● **Task brief**
Pick every line from the data that holds the word "straight".

————

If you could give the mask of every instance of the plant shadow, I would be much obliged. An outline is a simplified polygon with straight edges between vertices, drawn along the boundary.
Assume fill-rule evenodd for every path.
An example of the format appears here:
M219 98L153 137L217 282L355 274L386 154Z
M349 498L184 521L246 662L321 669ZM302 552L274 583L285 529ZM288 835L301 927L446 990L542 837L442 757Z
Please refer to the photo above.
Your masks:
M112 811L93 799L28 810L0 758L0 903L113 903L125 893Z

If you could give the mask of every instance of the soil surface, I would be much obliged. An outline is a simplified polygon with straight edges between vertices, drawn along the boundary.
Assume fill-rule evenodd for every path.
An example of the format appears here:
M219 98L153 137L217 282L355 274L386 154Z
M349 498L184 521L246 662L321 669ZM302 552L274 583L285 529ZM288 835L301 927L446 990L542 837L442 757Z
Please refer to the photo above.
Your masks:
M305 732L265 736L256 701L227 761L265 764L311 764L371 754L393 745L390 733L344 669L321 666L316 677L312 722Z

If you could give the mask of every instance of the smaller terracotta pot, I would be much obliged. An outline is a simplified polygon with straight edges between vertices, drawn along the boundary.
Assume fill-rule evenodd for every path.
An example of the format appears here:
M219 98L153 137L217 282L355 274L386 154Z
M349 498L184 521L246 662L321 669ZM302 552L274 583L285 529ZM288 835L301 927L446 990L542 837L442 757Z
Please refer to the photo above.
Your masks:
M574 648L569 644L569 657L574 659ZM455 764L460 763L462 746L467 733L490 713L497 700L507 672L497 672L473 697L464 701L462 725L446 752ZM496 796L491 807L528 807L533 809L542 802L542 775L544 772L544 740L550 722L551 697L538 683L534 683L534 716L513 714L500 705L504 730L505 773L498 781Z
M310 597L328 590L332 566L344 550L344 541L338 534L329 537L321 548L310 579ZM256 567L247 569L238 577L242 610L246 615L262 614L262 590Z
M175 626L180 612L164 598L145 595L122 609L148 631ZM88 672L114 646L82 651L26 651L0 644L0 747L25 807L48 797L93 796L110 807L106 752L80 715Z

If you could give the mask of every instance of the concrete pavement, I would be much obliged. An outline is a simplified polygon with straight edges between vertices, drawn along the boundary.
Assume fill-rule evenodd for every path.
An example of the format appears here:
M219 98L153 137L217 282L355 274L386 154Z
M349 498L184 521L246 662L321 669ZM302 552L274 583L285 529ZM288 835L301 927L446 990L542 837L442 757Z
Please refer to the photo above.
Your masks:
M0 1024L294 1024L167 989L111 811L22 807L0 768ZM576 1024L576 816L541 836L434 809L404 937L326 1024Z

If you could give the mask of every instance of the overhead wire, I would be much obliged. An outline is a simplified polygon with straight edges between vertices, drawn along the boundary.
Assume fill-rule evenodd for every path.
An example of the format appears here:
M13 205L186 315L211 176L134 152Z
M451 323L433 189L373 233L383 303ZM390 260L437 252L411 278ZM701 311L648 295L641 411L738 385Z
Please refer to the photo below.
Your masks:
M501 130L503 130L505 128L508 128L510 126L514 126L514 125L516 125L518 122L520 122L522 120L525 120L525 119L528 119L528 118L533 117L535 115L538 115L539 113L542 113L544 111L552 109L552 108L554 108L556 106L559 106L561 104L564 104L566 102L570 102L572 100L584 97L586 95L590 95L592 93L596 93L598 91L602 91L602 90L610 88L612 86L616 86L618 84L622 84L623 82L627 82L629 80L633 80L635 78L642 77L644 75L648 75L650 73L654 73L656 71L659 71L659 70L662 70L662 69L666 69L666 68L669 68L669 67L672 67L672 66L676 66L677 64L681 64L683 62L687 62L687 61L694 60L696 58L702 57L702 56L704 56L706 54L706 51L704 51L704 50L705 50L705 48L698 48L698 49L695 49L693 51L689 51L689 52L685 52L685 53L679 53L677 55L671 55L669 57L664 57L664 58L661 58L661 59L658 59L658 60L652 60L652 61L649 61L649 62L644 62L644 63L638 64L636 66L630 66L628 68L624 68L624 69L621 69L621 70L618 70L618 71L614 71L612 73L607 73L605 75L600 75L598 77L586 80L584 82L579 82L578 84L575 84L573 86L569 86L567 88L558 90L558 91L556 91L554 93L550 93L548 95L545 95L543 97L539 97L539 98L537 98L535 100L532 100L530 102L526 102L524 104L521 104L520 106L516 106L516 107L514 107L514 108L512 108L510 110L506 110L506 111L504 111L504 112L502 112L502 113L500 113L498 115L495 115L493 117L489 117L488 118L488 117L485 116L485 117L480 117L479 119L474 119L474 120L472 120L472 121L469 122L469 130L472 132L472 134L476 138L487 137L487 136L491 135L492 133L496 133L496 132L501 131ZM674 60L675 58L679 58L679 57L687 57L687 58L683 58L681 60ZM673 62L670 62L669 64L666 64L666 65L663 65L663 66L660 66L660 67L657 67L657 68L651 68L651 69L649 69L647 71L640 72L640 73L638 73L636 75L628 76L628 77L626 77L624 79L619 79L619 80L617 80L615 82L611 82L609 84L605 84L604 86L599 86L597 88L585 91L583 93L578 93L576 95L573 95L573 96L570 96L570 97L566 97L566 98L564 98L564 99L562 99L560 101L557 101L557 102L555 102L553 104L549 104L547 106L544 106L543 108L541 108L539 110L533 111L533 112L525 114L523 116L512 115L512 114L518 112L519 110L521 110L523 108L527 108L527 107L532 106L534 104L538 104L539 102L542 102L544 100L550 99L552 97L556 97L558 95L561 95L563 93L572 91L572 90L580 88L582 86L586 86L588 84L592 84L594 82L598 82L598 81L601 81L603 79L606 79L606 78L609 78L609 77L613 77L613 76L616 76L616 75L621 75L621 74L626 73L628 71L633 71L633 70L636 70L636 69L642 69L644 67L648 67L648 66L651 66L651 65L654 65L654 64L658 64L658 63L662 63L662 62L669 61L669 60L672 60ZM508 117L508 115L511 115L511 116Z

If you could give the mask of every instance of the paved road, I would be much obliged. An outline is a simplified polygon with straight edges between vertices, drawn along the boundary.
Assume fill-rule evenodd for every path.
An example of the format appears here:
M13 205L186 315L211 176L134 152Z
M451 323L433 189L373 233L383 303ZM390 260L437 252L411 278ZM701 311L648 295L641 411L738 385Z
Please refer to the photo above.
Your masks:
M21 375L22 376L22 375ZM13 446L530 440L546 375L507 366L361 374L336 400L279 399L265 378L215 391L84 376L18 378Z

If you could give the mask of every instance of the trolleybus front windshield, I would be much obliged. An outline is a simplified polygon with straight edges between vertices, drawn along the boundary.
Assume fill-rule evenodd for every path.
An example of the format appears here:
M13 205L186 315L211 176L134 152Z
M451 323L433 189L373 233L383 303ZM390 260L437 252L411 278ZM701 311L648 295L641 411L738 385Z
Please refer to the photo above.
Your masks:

————

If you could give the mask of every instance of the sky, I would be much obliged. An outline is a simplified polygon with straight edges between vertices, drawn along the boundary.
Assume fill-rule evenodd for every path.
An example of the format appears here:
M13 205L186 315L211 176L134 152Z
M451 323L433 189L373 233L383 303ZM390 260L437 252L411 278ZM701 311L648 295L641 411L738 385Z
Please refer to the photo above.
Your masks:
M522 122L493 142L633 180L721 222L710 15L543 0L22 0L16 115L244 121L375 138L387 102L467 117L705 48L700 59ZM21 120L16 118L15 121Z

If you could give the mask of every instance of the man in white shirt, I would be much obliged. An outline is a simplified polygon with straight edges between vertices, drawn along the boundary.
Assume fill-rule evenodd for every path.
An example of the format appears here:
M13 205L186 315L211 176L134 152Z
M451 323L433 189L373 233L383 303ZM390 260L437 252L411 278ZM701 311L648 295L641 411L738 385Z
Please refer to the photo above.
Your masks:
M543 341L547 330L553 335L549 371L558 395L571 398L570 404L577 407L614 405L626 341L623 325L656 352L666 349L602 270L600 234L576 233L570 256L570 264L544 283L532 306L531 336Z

————

● **Output of the task**
If you could give the mask of every instance of the plant shadow, I would be much obliged. An outline is a simplified polygon with straight edges between vertices, drawn along the boundary.
If you could give the mask of every instance of the soil surface, I would be much obliged. An outline is a simplified polygon with straight edges between vertices, drawn along the boundary.
If you could give the mask of every instance of the smaller terracotta pot, I would be much obliged. An outline is a simplified polygon with straight edges between vertices, drawn along the boundary.
If you could give the mask of every instance of the concrete pavement, I would be much obliged. An outline is a simplified polygon with straight edges between vertices, drawn along the boundary.
If you could give the mask of every instance of the overhead wire, I would be much obliged. An outline is a simplified polygon with straight edges between vertices, drawn along the boundary.
If you could give the mask of every instance of the paved road, I would be much obliged. An outline is a simplified polygon with straight edges between vertices, drawn along the boundary.
If you could give the mask of every instance of the trolleybus front windshield, I would be much obliged. An outline is a simplified polygon with straight edges between vertices, drawn along the boundary.
If you could give the mask of every instance of the sky, I would be much obliged. An outline is a simplified polygon with straight edges between vertices, drawn along the boundary.
If you could give the mask of every instance of the man in white shirt, I would be much obliged. An outline is a simplified polygon with straight edges between vertices, drawn along the boundary.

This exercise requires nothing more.